=== What is expected ===
Output as a JSON array of strings every line of the rows, starting at the line containing "Would you mind identifying the man's silhouette" and ending at the final line of the rows, both ends included. Use one string per line and omit blank lines.

_ _ _

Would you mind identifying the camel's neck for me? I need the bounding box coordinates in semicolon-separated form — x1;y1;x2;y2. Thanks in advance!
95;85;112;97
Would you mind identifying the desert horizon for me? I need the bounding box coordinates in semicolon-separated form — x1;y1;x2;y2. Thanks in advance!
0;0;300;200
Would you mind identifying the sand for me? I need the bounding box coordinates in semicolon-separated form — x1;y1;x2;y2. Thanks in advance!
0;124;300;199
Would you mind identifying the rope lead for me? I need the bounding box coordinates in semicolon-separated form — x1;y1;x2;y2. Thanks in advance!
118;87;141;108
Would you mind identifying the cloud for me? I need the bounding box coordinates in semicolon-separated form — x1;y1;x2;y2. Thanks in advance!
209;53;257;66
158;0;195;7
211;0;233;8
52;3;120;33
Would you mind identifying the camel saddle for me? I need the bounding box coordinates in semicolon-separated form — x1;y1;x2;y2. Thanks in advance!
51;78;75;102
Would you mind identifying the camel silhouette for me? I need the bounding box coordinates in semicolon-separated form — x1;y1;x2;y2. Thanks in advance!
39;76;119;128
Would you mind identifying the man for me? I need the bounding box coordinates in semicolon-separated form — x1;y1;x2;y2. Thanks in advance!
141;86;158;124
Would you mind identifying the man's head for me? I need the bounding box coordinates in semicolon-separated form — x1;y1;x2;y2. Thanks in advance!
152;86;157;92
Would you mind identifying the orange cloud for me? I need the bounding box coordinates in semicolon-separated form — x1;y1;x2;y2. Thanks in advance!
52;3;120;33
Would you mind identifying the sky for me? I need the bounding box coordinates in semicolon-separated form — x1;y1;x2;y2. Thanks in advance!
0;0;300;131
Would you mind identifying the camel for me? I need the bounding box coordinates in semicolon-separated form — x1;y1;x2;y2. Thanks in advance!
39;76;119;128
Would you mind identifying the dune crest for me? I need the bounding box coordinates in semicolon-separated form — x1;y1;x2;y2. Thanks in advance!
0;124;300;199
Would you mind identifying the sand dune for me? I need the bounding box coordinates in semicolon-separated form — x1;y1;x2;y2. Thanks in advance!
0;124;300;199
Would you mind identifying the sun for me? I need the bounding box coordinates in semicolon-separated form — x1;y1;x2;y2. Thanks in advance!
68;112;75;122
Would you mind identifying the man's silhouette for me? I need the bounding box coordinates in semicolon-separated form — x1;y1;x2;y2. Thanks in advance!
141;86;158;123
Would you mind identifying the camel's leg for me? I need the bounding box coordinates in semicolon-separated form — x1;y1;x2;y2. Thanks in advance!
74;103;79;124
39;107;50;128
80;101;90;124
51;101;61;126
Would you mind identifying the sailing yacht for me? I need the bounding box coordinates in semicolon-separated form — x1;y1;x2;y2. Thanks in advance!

_ _ _

=== Complete response ===
[
  "Would you mind identifying the man's silhouette for me? I need the bounding box coordinates in semicolon-separated form — x1;y1;x2;y2. Thanks in advance!",
  "141;86;158;123",
  "Would you mind identifying the camel's leg for me? I need the bounding box coordinates in semicolon-separated form — x1;y1;x2;y2. Thanks in advance!",
  "74;103;79;124",
  "39;107;50;128",
  "80;101;90;124",
  "51;101;61;126",
  "Would you mind identifying the sailing yacht for me? I need the bounding box coordinates in semicolon-separated form — x1;y1;x2;y2. Thanks in advance!"
]